Stated problem: Please pick out every line in the records below that contains the string "distant". Case counts.

Material to process:
====

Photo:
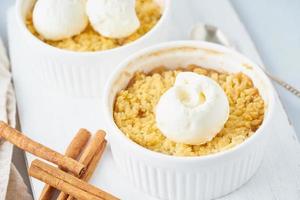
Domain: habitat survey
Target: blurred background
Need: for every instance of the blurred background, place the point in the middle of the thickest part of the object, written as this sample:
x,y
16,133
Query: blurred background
x,y
274,26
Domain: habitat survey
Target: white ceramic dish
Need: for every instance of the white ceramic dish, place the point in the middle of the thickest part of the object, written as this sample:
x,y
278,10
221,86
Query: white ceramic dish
x,y
73,73
177,178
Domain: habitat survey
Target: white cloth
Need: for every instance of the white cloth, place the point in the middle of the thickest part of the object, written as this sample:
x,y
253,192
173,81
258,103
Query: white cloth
x,y
11,183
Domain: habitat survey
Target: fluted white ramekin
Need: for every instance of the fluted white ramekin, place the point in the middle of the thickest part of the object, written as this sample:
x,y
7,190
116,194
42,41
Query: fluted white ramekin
x,y
178,178
75,73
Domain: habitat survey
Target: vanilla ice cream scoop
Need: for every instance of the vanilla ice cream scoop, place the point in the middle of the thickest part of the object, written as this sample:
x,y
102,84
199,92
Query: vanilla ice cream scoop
x,y
113,18
59,19
193,111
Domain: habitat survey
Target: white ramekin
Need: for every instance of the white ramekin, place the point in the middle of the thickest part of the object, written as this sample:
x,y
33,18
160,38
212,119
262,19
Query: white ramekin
x,y
75,73
177,178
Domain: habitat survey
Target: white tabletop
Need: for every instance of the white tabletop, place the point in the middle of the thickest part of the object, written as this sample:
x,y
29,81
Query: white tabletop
x,y
274,28
274,52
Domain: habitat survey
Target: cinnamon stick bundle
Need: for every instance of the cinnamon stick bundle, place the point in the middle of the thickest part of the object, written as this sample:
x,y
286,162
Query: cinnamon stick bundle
x,y
89,156
72,151
18,139
92,166
66,182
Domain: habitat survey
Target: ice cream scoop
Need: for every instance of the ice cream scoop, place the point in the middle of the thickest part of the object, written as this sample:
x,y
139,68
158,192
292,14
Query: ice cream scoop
x,y
113,18
59,19
193,111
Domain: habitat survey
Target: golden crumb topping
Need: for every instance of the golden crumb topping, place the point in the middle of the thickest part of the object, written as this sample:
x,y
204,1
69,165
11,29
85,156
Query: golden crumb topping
x,y
134,111
148,13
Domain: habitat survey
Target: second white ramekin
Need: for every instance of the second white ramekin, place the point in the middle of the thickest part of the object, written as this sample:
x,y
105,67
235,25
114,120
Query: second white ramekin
x,y
73,73
178,178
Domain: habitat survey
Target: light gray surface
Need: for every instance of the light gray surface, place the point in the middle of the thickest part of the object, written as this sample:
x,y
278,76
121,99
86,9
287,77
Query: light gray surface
x,y
275,29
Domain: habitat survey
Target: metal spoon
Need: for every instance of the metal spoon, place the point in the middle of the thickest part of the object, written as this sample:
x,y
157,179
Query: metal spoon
x,y
213,34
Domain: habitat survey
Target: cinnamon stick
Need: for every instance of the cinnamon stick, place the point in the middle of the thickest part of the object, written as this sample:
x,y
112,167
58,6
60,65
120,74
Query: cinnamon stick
x,y
92,166
18,139
73,150
66,182
88,154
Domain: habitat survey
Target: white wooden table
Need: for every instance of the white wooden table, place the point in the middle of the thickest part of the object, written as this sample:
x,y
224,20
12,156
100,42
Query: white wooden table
x,y
279,175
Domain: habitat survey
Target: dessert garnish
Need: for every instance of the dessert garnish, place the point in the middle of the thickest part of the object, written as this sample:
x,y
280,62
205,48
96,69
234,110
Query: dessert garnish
x,y
193,111
113,18
59,19
71,177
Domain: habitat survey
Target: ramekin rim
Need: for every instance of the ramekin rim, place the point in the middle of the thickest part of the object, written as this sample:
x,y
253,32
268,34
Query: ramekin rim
x,y
162,156
20,22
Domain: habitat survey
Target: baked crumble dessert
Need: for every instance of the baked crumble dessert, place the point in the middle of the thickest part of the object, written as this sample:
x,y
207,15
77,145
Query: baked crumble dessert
x,y
134,111
147,11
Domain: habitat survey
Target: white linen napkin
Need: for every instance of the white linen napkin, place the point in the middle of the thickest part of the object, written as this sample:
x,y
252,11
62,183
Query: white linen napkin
x,y
11,183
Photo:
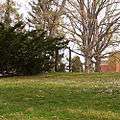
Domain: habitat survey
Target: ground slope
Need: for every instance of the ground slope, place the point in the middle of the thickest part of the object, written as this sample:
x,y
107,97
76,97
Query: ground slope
x,y
61,96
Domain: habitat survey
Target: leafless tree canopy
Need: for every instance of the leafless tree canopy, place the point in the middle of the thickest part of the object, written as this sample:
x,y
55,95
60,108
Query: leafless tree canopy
x,y
92,25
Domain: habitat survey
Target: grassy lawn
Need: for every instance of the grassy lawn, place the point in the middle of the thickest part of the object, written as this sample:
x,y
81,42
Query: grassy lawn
x,y
61,96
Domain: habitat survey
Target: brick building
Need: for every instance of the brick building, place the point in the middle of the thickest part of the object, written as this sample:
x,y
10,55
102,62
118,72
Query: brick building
x,y
112,64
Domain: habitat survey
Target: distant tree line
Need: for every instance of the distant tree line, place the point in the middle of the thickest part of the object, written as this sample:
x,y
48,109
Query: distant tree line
x,y
25,52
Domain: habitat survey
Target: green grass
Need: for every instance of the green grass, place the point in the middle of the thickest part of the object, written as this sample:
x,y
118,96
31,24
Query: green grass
x,y
61,96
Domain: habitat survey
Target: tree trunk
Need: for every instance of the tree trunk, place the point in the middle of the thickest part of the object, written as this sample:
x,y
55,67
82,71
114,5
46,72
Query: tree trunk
x,y
88,65
97,64
56,60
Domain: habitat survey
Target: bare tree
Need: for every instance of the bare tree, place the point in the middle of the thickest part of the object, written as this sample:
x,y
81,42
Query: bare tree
x,y
46,14
92,25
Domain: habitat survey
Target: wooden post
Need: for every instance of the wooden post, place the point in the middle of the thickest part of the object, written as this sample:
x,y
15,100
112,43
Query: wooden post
x,y
69,59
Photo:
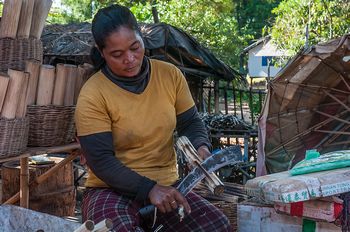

====

Reply to the exercise:
Target: distant tree line
Need: for every instance of the distant tree line, place the point in the middle of the thickest part of the object, written as this sample:
Query: distant tree line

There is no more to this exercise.